*Extracted text*.
/---

You understand that Inner Stickler doesn’t actually like grocery store sushi, right?

If he doesn’t, woosh on me. I’ve encountered people who rave about grocery store sushi with no irony whatsoever, though. And, if you want to get really technical, I merely stated that anyone who thought grocery store sushi was delicious was an idiot. So if it was a woosh that he meant it seriously, then it didn’t apply to him, anyway! :smiley:

Umm - $104, actually… :slight_smile:
-Wallet, still not plowed in Brooklyn, unlike you high-falutin’ city-folk in Manhattan-

I love visiting big cities but think of them as “great place to visit/wouldn’t want to live there” places, at least on my current income. If you’re well off I can see how they’d be wonderful, but then if you’re rich enough I’m sure Calcutta can be lovely.

I grew up on a farm that wasn’t in a town- the nearest neighbor not of my lineage was two miles away when I was a kid- and while I’d never want to be that isolated again I think that today with high speed internet and satellite television it would be a LOT more bearable. I prefer to live in small cities (100,000 or less) that are convenient (an hour or less) to big cities (1 million plus). I’ve just applied for a position at a very small college town (under 10,000) that’s an hour from a 1 million+ but there are bedroom communities of the big city much closer than the big city so all the malls/movie theaters/etc. are available and Netflix delivers anywhere.

\---

(Data extracted from a collection)

/---

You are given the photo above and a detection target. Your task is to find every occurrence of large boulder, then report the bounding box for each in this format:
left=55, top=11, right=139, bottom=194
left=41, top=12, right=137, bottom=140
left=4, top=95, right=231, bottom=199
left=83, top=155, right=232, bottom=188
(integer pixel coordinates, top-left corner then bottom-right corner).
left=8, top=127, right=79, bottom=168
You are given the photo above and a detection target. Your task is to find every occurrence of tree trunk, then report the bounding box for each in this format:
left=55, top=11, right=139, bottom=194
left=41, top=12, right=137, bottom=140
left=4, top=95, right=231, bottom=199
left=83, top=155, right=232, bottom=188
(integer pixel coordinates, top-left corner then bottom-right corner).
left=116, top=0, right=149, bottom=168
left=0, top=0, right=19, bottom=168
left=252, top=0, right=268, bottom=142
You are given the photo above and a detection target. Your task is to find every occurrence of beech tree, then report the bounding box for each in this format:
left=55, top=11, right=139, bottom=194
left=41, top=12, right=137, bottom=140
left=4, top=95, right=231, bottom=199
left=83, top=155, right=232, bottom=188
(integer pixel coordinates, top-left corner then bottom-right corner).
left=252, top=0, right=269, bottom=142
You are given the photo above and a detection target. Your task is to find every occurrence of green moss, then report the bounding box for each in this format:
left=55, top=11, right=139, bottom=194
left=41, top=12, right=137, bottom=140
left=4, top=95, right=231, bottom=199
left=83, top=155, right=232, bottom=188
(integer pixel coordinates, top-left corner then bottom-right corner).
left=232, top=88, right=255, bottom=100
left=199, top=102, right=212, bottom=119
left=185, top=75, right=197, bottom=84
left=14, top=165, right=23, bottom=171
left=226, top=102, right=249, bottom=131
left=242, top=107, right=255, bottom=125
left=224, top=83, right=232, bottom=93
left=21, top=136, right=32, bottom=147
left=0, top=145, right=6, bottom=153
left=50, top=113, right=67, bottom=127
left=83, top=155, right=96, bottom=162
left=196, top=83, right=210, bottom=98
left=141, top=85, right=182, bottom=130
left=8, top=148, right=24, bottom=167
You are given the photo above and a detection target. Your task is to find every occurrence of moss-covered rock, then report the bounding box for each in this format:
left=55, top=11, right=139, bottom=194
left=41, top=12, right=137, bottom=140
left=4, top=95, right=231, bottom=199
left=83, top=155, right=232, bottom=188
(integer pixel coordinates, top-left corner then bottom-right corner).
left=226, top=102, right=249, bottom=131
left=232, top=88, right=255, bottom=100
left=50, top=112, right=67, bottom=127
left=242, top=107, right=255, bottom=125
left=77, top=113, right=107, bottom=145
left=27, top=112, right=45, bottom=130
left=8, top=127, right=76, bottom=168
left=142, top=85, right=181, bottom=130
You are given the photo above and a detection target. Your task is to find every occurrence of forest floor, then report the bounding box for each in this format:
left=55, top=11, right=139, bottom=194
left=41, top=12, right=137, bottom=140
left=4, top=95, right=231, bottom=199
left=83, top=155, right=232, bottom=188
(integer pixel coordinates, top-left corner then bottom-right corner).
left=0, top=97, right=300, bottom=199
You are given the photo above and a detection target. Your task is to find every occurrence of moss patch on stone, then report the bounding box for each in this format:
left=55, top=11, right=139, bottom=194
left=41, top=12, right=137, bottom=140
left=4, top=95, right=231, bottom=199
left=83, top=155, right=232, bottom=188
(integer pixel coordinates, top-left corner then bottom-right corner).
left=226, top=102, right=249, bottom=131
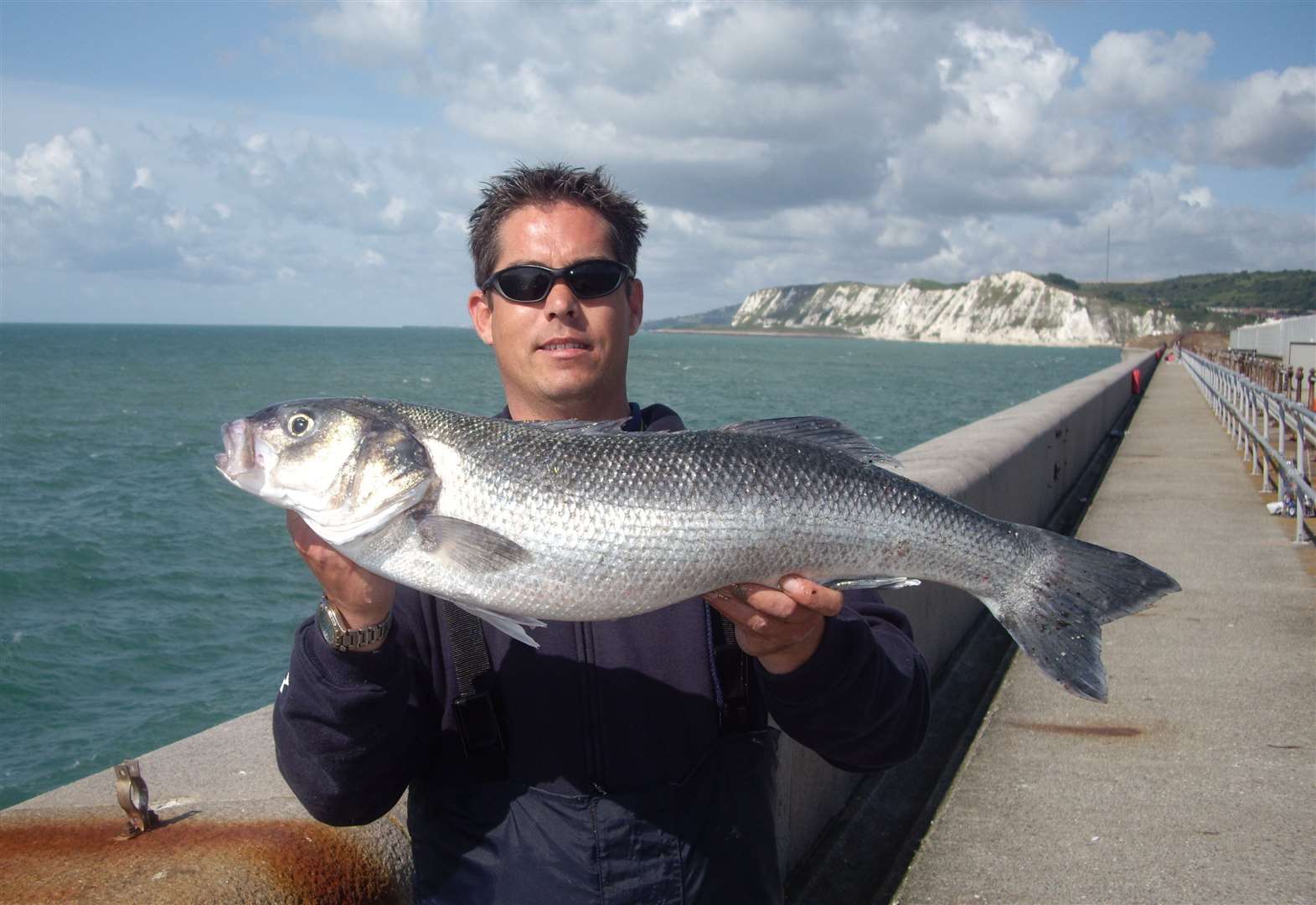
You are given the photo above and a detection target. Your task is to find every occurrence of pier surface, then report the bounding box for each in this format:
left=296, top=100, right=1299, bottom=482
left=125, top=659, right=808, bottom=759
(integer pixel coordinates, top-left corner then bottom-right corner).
left=896, top=364, right=1316, bottom=905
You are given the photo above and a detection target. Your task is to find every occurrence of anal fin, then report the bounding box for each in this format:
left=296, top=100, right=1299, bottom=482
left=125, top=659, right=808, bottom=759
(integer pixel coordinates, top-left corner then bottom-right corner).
left=452, top=601, right=546, bottom=647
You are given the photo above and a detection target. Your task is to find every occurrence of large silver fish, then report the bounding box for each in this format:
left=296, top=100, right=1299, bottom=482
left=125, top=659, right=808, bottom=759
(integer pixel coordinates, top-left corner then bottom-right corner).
left=216, top=399, right=1179, bottom=701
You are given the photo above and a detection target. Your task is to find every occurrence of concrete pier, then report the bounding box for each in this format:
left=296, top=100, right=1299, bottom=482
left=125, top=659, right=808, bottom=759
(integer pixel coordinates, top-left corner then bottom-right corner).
left=896, top=364, right=1316, bottom=905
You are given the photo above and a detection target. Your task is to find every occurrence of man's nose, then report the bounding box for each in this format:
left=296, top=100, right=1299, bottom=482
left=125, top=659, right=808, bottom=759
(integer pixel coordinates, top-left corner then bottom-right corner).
left=544, top=277, right=581, bottom=318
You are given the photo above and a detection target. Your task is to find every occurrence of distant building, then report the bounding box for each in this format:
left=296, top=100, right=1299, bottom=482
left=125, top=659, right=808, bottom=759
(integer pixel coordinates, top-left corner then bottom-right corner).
left=1229, top=315, right=1316, bottom=369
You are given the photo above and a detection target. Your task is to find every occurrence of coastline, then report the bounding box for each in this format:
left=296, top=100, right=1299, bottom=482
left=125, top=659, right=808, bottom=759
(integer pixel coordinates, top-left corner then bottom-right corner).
left=646, top=327, right=1121, bottom=349
left=649, top=327, right=867, bottom=340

\---

*To do*.
1 > Name every city or borough that the comments about sushi and city living mention by name.
2 > From the comments about sushi and city living, print word for word the passage starting at "You understand that" and ending at "can be lovely.".

*Answers given*.
1 > Brooklyn, Manhattan, Calcutta

2 >
You understand that Inner Stickler doesn’t actually like grocery store sushi, right?

If he doesn’t, woosh on me. I’ve encountered people who rave about grocery store sushi with no irony whatsoever, though. And, if you want to get really technical, I merely stated that anyone who thought grocery store sushi was delicious was an idiot. So if it was a woosh that he meant it seriously, then it didn’t apply to him, anyway! :smiley:

Umm - $104, actually… :slight_smile:
-Wallet, still not plowed in Brooklyn, unlike you high-falutin’ city-folk in Manhattan-

I love visiting big cities but think of them as “great place to visit/wouldn’t want to live there” places, at least on my current income. If you’re well off I can see how they’d be wonderful, but then if you’re rich enough I’m sure Calcutta can be lovely.